THE PROBLEM:
Update the records below so that every occurrence of "a great help" becomes "very helpful", leaving all other text unchanged.
Start of GIVEN RECORDS
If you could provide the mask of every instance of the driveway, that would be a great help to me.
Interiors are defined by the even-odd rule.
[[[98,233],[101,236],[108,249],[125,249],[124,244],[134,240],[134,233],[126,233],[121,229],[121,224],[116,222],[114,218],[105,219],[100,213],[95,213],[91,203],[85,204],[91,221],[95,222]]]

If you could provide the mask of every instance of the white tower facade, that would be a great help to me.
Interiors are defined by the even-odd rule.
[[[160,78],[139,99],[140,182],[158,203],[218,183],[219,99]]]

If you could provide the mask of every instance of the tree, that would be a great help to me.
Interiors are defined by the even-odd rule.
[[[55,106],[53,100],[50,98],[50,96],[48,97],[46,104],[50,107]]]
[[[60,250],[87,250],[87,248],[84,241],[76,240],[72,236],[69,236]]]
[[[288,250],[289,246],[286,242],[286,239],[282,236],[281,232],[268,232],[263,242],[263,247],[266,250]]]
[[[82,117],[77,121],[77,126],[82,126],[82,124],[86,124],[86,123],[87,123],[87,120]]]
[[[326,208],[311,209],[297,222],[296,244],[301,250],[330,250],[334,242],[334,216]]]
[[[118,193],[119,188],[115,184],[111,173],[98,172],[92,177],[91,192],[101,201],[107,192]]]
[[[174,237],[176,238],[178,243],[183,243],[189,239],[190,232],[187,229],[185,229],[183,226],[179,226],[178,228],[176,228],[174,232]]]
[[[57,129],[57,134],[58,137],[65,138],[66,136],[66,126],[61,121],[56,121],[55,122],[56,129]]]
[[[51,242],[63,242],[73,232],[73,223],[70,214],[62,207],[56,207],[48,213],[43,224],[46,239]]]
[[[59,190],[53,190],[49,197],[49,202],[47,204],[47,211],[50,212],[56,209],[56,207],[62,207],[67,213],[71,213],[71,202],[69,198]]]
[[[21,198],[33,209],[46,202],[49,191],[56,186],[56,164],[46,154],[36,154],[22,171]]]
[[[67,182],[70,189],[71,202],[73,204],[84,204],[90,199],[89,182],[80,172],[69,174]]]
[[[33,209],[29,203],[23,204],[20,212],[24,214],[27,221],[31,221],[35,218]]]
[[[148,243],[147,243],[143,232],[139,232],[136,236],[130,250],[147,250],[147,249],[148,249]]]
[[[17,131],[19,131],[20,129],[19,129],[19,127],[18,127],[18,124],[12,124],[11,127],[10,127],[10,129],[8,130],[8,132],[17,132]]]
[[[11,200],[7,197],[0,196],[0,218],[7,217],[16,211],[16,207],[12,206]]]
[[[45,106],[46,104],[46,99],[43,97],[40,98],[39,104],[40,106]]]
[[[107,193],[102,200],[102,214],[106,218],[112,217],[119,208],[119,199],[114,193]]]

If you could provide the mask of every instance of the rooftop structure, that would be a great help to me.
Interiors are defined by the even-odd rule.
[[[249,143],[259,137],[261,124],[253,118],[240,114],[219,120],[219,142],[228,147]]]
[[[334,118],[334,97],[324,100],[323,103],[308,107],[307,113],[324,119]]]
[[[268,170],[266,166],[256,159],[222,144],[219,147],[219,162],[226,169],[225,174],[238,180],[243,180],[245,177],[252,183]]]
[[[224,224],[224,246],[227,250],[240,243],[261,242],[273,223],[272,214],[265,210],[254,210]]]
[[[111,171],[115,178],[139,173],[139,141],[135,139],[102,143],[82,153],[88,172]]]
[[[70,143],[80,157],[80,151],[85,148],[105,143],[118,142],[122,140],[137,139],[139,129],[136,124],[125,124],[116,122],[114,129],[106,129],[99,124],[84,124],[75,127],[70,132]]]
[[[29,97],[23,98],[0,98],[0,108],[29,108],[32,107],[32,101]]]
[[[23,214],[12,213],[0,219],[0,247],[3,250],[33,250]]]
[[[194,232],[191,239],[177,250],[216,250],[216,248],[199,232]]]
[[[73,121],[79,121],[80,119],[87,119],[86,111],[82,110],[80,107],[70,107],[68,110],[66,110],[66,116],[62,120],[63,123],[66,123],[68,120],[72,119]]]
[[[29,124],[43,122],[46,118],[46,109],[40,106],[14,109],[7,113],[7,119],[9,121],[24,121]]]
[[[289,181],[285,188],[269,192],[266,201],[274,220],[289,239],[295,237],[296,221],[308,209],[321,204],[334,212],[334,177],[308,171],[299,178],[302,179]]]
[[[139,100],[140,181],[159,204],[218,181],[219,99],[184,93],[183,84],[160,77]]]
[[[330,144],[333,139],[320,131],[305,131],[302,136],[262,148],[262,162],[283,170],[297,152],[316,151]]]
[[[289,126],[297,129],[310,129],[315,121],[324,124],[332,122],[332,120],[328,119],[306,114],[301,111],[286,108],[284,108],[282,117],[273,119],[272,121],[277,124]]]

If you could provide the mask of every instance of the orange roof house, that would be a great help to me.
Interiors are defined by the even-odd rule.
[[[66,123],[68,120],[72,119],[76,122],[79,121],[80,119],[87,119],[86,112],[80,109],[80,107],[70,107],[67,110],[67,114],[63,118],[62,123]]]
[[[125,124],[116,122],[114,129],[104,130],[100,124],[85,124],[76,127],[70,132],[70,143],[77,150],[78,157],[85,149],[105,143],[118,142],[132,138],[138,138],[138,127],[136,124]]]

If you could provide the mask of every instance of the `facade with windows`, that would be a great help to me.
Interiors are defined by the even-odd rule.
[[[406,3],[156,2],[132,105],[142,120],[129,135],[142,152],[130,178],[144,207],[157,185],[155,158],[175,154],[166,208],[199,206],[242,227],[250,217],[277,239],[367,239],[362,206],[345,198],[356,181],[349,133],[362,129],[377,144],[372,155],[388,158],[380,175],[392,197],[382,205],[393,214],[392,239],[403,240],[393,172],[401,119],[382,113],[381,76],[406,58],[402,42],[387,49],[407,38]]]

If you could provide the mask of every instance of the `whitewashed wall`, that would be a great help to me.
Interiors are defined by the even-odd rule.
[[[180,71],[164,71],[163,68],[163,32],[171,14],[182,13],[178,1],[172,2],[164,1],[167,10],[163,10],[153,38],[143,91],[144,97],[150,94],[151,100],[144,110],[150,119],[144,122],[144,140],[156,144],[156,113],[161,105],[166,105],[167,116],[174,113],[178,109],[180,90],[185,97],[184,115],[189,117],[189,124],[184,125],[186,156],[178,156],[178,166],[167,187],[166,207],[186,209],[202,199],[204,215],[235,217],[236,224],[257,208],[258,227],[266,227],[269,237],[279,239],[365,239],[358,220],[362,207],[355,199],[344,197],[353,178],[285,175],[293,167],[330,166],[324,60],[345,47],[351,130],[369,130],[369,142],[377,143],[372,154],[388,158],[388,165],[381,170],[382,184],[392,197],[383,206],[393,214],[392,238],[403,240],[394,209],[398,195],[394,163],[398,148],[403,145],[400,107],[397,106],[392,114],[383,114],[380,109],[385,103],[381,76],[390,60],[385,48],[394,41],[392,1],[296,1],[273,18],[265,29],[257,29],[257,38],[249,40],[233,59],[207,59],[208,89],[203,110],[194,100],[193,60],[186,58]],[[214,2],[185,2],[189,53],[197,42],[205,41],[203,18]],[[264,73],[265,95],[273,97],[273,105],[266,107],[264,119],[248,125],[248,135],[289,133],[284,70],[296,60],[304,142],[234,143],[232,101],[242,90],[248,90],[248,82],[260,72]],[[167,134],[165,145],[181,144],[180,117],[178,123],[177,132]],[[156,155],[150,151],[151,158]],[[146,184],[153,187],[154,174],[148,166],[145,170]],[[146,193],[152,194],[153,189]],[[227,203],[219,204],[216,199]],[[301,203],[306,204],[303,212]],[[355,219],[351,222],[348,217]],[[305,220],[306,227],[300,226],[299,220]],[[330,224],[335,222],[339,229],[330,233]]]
End of GIVEN RECORDS
EXERCISE RESPONSE:
If you could provide the mask of every instance of the driveway, that would be very helpful to me.
Interiors are defined by the even-odd rule.
[[[98,233],[101,236],[108,249],[125,249],[124,244],[134,240],[134,233],[126,233],[121,229],[121,224],[116,222],[114,218],[105,219],[100,213],[95,213],[91,203],[85,204],[91,221],[95,222]]]

If you could provide the mask of every instance of the white tower facade, that would be very helpful to me.
Interiors are defined by the even-odd rule.
[[[160,78],[139,99],[140,182],[158,203],[218,183],[219,99]]]

If you could provide the mask of every instance of the tree, that would be very helpful to me.
Interiors are defined by the even-odd rule.
[[[55,106],[53,100],[50,98],[50,96],[48,97],[46,104],[50,107]]]
[[[60,250],[87,250],[87,248],[84,241],[76,240],[72,236],[69,236]]]
[[[288,250],[289,246],[286,242],[286,239],[282,236],[281,232],[268,232],[263,242],[263,247],[266,250]]]
[[[82,117],[77,121],[77,126],[82,126],[82,124],[86,124],[86,123],[87,123],[87,120]]]
[[[326,208],[311,209],[297,222],[296,244],[301,250],[330,250],[334,242],[334,216]]]
[[[118,193],[119,188],[115,184],[111,173],[98,172],[92,177],[91,192],[101,201],[107,192]]]
[[[174,237],[176,238],[178,243],[183,243],[189,239],[190,232],[187,229],[185,229],[183,226],[179,226],[178,228],[176,228],[174,232]]]
[[[57,129],[57,134],[58,137],[65,138],[66,136],[66,126],[61,121],[56,121],[55,122],[56,129]]]
[[[51,242],[63,242],[73,232],[73,223],[70,214],[62,207],[56,207],[48,213],[43,224],[46,239]]]
[[[59,190],[53,190],[49,197],[49,202],[47,204],[47,211],[50,212],[56,209],[56,207],[62,207],[67,213],[71,213],[71,202],[69,198]]]
[[[21,198],[33,209],[46,202],[49,191],[56,186],[56,164],[46,154],[36,154],[22,171]]]
[[[67,182],[70,189],[71,202],[73,204],[84,204],[90,199],[89,182],[80,172],[69,174]]]
[[[33,209],[29,203],[23,204],[20,212],[24,214],[27,221],[31,221],[35,218]]]
[[[148,243],[147,243],[143,232],[139,232],[136,236],[130,250],[147,250],[147,249],[148,249]]]
[[[17,131],[19,131],[20,129],[19,129],[19,127],[18,127],[18,124],[12,124],[11,127],[10,127],[10,129],[8,130],[8,132],[17,132]]]
[[[11,200],[7,197],[0,196],[0,218],[7,217],[16,211],[16,207],[12,206]]]
[[[45,106],[46,104],[46,99],[43,97],[40,98],[39,104],[40,106]]]
[[[107,193],[102,200],[102,214],[106,218],[112,217],[119,208],[119,199],[114,193]]]

If you could provide the mask of every instance of the rooftop structure, that would be very helpful to me.
Interiors are defined by the even-odd rule.
[[[249,143],[259,137],[261,124],[253,118],[240,114],[219,120],[219,142],[228,147]]]
[[[334,118],[334,97],[324,100],[323,103],[308,107],[307,113],[324,119]]]
[[[268,170],[266,166],[256,159],[222,144],[219,147],[219,162],[226,169],[225,174],[238,180],[243,180],[245,177],[252,183]]]
[[[224,224],[224,246],[227,250],[240,243],[261,242],[273,223],[272,214],[265,210],[254,210]]]
[[[111,171],[115,178],[139,173],[139,141],[135,139],[102,143],[82,153],[88,172]]]
[[[70,143],[80,157],[80,151],[85,148],[105,143],[118,142],[122,140],[137,139],[139,129],[136,124],[125,124],[116,122],[114,129],[106,129],[99,124],[84,124],[75,127],[70,132]]]
[[[29,97],[23,98],[0,98],[0,108],[29,108],[32,107],[32,101]]]
[[[23,214],[12,213],[0,219],[0,247],[3,250],[33,250]]]
[[[194,232],[191,239],[177,250],[216,250],[216,248],[199,232]]]
[[[73,121],[79,121],[80,119],[87,119],[86,111],[82,110],[80,107],[70,107],[68,110],[66,110],[66,116],[62,120],[63,123],[66,123],[68,120],[72,119]]]
[[[29,124],[43,122],[46,118],[46,109],[40,106],[14,109],[7,113],[7,119],[9,121],[24,121]]]
[[[289,181],[285,188],[269,192],[266,201],[274,220],[289,239],[295,237],[296,221],[308,209],[321,204],[334,212],[334,177],[308,171],[299,178],[302,179]]]
[[[139,100],[140,181],[159,204],[218,181],[219,99],[184,93],[183,84],[160,77]]]
[[[330,144],[333,139],[320,131],[305,131],[302,136],[262,148],[262,162],[283,170],[297,152],[316,151]]]
[[[289,126],[297,129],[310,129],[315,121],[324,124],[332,122],[332,120],[328,119],[306,114],[301,111],[286,108],[284,108],[282,117],[273,119],[272,121],[277,124]]]

If you could provide the mask of every instance of the orange roof house, that would be very helpful to me.
Interiors are defined by the even-odd rule.
[[[66,123],[68,120],[72,119],[76,122],[79,121],[80,119],[87,119],[86,112],[80,109],[80,107],[70,107],[67,110],[67,114],[63,118],[62,123]]]
[[[125,124],[116,122],[114,129],[104,130],[100,124],[85,124],[76,127],[70,132],[70,143],[77,150],[78,157],[85,149],[105,143],[118,142],[132,138],[138,138],[138,127],[136,124]]]

If you could provide the mask of every instance of the `facade with windows`, that would be very helpful to me.
Interiors are defined by the even-odd rule.
[[[406,3],[156,2],[132,105],[142,120],[129,135],[142,152],[130,178],[144,207],[157,185],[155,158],[175,154],[166,208],[199,206],[242,227],[250,217],[277,239],[367,239],[362,206],[345,198],[356,181],[349,133],[362,129],[377,144],[372,155],[388,158],[380,175],[392,197],[382,205],[393,214],[392,239],[403,240],[393,172],[401,119],[382,113],[381,76],[406,58],[402,42],[387,49],[407,38]]]

If you could provide the mask of every instance of the `whitewashed wall`, that would be very helpful to me.
Interiors are defined by the even-odd rule.
[[[180,71],[164,71],[163,68],[163,32],[171,14],[182,13],[178,1],[172,2],[164,1],[167,10],[163,10],[153,38],[143,91],[144,97],[150,94],[151,100],[144,110],[150,119],[144,122],[144,140],[156,144],[156,113],[161,105],[166,105],[167,116],[174,113],[178,109],[180,90],[185,97],[184,115],[189,117],[189,124],[184,125],[186,156],[178,156],[178,166],[167,187],[166,207],[186,209],[202,199],[204,215],[235,217],[236,224],[257,208],[258,227],[266,227],[269,237],[279,239],[365,239],[358,220],[362,207],[355,199],[344,197],[353,178],[285,175],[293,167],[330,166],[324,60],[345,47],[351,130],[369,130],[369,142],[377,143],[372,154],[388,158],[388,165],[381,170],[382,184],[392,197],[383,206],[393,214],[392,238],[403,240],[394,209],[398,195],[394,163],[398,148],[403,145],[400,107],[397,106],[392,114],[383,114],[380,109],[385,103],[381,76],[390,60],[385,48],[394,41],[392,1],[296,1],[273,18],[265,29],[257,29],[257,38],[249,40],[233,59],[207,59],[208,89],[203,110],[194,100],[193,60],[186,58]],[[214,2],[185,2],[189,53],[197,42],[205,41],[203,18]],[[264,73],[265,95],[273,97],[273,105],[266,107],[264,119],[248,125],[248,135],[289,133],[284,70],[296,60],[304,142],[234,143],[232,101],[242,90],[248,90],[248,82],[260,72]],[[167,134],[165,145],[181,144],[180,117],[178,123],[177,132]],[[156,155],[150,151],[151,158]],[[146,184],[153,187],[154,174],[148,166],[145,170]],[[146,193],[152,194],[153,189]],[[227,203],[219,204],[216,199]],[[301,203],[306,204],[303,212]],[[355,219],[351,222],[348,217]],[[305,220],[306,227],[300,226],[299,220]],[[330,224],[335,222],[339,229],[330,233]]]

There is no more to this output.